__EXERCISE INSTRUCTIONS__
Copy each of the items below word for word, in the same order.

__RECORDS__
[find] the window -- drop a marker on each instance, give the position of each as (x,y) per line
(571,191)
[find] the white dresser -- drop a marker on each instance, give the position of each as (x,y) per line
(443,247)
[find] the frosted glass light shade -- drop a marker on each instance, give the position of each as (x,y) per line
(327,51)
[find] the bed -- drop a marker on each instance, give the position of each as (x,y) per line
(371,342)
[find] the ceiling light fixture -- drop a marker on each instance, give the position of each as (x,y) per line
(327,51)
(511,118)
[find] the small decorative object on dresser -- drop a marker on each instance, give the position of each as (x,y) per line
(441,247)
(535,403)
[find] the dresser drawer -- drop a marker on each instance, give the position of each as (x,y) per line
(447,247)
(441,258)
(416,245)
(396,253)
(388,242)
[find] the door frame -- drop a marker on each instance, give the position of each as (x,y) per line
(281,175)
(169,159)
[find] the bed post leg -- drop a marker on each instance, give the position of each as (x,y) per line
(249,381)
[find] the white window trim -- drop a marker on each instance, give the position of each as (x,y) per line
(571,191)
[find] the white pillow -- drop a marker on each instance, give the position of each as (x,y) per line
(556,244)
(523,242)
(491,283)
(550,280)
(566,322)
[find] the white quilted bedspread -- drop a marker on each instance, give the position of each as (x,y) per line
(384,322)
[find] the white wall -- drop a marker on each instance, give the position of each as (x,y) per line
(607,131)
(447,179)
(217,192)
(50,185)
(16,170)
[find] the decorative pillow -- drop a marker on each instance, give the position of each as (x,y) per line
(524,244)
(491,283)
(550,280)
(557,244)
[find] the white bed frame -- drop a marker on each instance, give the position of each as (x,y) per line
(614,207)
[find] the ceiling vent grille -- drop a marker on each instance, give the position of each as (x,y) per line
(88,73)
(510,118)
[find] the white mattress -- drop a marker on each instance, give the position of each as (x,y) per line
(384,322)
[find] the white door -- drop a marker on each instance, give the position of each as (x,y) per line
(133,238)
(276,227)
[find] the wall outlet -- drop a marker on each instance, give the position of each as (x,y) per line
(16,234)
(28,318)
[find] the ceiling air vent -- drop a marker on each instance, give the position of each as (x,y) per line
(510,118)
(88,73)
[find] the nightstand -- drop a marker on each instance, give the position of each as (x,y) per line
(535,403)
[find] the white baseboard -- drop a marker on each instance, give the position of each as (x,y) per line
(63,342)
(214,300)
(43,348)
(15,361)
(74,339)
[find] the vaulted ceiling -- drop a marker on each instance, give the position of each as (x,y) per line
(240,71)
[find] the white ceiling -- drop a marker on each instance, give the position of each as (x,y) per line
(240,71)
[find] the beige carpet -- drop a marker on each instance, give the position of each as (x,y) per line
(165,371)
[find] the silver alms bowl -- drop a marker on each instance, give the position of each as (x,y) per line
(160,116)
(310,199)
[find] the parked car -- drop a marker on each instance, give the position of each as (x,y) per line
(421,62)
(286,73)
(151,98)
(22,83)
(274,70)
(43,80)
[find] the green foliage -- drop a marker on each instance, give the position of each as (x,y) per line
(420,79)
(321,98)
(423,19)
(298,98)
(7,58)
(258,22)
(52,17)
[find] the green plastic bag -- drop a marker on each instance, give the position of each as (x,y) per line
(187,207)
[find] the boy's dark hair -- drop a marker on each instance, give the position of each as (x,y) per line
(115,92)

__SOLUTION__
[find] the window -- drop a marker on each instance, give the position of each as (x,y) per line
(571,191)
[find] the white dresser -- drop a marker on each instance, give the position of each as (x,y) per line
(443,247)
[find] the frosted glass light shade -- drop a marker on each instance, give the position of each as (x,y) per line
(327,51)
[find] the bed -- drop a marker on each instance, give the position of each as (x,y) per line
(371,342)
[find] the ceiling light fixture -- drop a marker on each instance, give the position of each as (x,y) per line
(327,51)
(511,118)
[find] the small decorative object on dresser -- drop a marker on each instance, give the position of each as (x,y) per line
(441,247)
(535,403)
[find] the dresser drawer -- drop a marker on each instance, give the position of each as (x,y) per line
(447,247)
(441,258)
(416,245)
(396,253)
(388,242)
[find] the door frame -- drop a marker on each instance, give the position of each as (x,y) per line
(281,175)
(169,159)
[find] the bed post leg -- drop a marker on each instance, give the position of each as (x,y) per line
(249,381)
[find] the white window trim -- drop a marker on each instance, give the position of each as (x,y) per line
(571,191)
[find] the white pillow -- drop a marker on each instance, give the position of each as (x,y) per line
(556,244)
(523,242)
(491,283)
(550,280)
(566,322)
[find] the white quilted bedspread -- drop a marker on each instance, give the position of each as (x,y) per line
(384,322)
[find] the white wall -- drop a marker on each instance, give the position of each as (x,y) per line
(607,131)
(447,179)
(217,192)
(50,185)
(16,170)
[find] the decorative pillow -- drop a marker on each instance, give the position of each as (x,y) per line
(524,244)
(491,283)
(550,280)
(557,244)
[find] the white bed frame -- drop a marker on each instance, give the position of each as (x,y) per line
(614,207)
[find] the ceiling vent grille -- drop a marker on each instance, give the position of each as (x,y) per line
(88,73)
(510,118)
[find] the white mattress -- drop a marker on each instance, give the position of each as (x,y) per line
(384,322)
[find] the white door -- drop a marker on each instance, give the position of each as (x,y) per line
(133,238)
(276,227)
[find] the wall outlet -- drop a marker on each instance, give the position of each as (x,y) per line
(16,234)
(28,318)
[find] the ceiling air vent -- drop a marker on each instance, give the position of each as (x,y) per line
(510,118)
(88,73)
[find] the nightstand -- drop a marker on each instance, give the position of each as (x,y) per line
(535,403)
[find] the white baseboard -- drop a marker on each instance, give the position of each as (x,y) per line
(63,342)
(214,300)
(43,348)
(15,361)
(74,339)
[find] the vaulted ceiling -- drop a marker on each instance, give the position of each as (x,y) per line
(240,71)
[find] the white ceiling -- drop a marker on each instance, give the position of each as (x,y) per line
(240,71)
[find] the beige carpet -- drop a marker on each instance, give the position of each as (x,y) per line
(165,371)
[find] the silver alms bowl -- drop a marker on each instance, give the position of each as (x,y) per line
(160,116)
(310,199)
[find] the parked car -- drop a marker on each instance, give the position of each as (x,y) per line
(421,62)
(286,73)
(151,98)
(22,83)
(274,70)
(43,80)
[find] the green foliage -- drop a marker on each instance, give the position of each as (x,y) per line
(420,79)
(321,98)
(423,19)
(298,98)
(7,58)
(258,22)
(52,17)
[find] the green plastic bag -- drop a marker on each instance, give the position of each as (x,y) per line
(187,207)
[find] the boy's dark hair -- drop a marker on each instance, give the position of each as (x,y) per line
(115,92)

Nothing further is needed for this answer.